::: Document text :::

Photo by Kamalakannan PM.

The English language’s composite heritage has allowed each word to register shifting allusions, according to time, place, and the people’s own vernacular. Cash. Money. Currency. All of these words have different origins in ancient languages, as well as mutating referents in the pragmatics of life. Cash: from the Latin for a box (capsa, Latin; caisse, French). Money: from the goddess Juno Moneta, whose shrine overlooked the treasury where coins were made in ancient Rome. Currency: flow, the movement of value through social space. So: physicality, power, and connection. The words for money doubtless invoke their own referents in other languages, as in the Indian cases gathered in this collection of essays about the responses of Indian citizens to Prime Minister Narendra Modi’s demonetization. These cases unfold against the backdrop of a historic innovation: digital currency.

Worldwide, there is a growing necessity for invention on the part of users of money, particularly with respect to embedding money’s four classic functions—exchange, payment, accounting, and store of value—in the temporalities of life-as-lived (from daily life to the life cycle). Exchange is immediate: hand to hand. Payment presumes a collectively accepted standardization of timeframes, such as hours, days, weeks, seasons, the annual cycle, and ritual markers (sabbaticals, anniversaries, and so on). Account involves agreements where the parties fix the dates. Store of value is long-term in its temporal referent. Taken together, the essays in this Hot Spots series offer inspirational guidance for the study of people’s monetary practices during money-time turbulence. A complex transition with respect to all the official attributes of money provokes a topic of great anthropological importance: people’s own commentaries and practices, in their own terms and for their own purposes.

To extend these accounts still further, the people’s own “memory bank” (Hart 2000) would be another source to consult about present events, particularly the concepts and temporalities they have generated. There have been two earlier episodes of demonetization in India, in 1946 and 1978, which might remain in popular memory and culture, and we might explore how these past experiences infuse the many practices that people tried to enact under the new circumstances of 2016. According to the historical record, in each case of demonetization there was government concern about illegal uses of certain banknotes and the evasion of tax payments. So there may be an older generation whose members remember this whole process: from the first announcements and justifications to the policies, through the struggle with how to manage (especially money’s store-of-value function) and onward to longer-term adjustment. The editors of the series, Namita Dharia and Nishita Trisal, crucially challenge us to understand the cycles of economic precarity through which people have developed “affective temporalities—the sudden and mystical combined with longer durations of apathy and neglect.”

:::

* Challenge 1
Report each line in the records below that contains the word "small".

::: Data rows :::

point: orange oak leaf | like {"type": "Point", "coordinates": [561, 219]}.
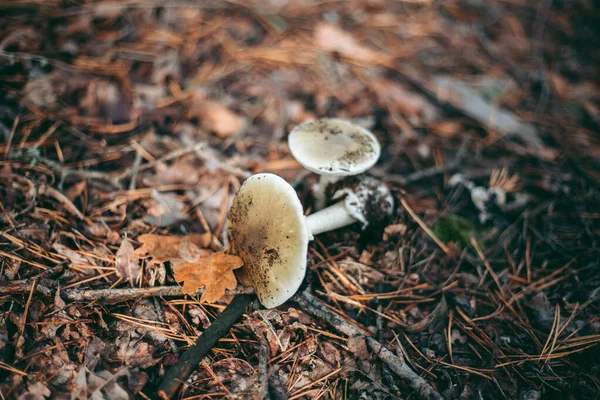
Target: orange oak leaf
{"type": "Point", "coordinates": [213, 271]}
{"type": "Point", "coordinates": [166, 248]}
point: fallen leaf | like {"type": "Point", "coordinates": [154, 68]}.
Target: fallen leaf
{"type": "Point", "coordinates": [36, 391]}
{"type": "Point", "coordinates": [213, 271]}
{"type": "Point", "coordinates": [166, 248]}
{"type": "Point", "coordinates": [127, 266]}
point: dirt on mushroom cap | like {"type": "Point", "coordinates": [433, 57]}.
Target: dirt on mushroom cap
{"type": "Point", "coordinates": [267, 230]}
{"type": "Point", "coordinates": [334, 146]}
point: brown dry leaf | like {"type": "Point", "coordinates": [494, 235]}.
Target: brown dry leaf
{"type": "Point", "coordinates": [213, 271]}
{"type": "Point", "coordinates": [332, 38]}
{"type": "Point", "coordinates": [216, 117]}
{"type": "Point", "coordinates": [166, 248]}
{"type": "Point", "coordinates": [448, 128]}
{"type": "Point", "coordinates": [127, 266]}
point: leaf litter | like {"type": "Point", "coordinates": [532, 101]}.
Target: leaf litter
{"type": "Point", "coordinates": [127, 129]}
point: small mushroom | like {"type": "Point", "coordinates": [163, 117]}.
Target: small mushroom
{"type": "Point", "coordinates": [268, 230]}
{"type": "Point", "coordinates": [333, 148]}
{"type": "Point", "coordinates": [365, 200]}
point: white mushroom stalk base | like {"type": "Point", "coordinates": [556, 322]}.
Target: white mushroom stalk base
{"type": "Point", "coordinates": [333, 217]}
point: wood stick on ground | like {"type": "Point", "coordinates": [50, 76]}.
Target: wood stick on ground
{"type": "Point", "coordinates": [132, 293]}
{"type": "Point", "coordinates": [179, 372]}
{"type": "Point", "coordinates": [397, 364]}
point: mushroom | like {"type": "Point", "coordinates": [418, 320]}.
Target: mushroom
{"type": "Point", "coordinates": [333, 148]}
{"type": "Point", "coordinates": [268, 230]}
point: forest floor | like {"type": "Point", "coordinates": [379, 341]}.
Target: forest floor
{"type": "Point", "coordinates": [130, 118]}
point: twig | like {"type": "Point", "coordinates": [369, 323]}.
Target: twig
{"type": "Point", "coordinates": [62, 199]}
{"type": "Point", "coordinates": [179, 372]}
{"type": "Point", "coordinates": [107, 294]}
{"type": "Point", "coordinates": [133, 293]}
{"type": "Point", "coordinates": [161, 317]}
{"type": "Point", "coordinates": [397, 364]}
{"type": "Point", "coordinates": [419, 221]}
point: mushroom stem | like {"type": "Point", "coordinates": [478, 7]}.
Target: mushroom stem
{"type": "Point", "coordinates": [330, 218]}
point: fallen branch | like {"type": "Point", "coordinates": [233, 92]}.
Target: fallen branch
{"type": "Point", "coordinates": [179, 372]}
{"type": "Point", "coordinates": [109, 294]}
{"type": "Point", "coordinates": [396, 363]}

:::

* Challenge 2
Print the section of the essay on money above that begins at the words "The English language’s" and stops after "innovation: digital currency.", with the wording unchanged.

* Right answer 1
point: small mushroom | like {"type": "Point", "coordinates": [163, 117]}.
Target: small mushroom

* Right answer 2
The English language’s composite heritage has allowed each word to register shifting allusions, according to time, place, and the people’s own vernacular. Cash. Money. Currency. All of these words have different origins in ancient languages, as well as mutating referents in the pragmatics of life. Cash: from the Latin for a box (capsa, Latin; caisse, French). Money: from the goddess Juno Moneta, whose shrine overlooked the treasury where coins were made in ancient Rome. Currency: flow, the movement of value through social space. So: physicality, power, and connection. The words for money doubtless invoke their own referents in other languages, as in the Indian cases gathered in this collection of essays about the responses of Indian citizens to Prime Minister Narendra Modi’s demonetization. These cases unfold against the backdrop of a historic innovation: digital currency.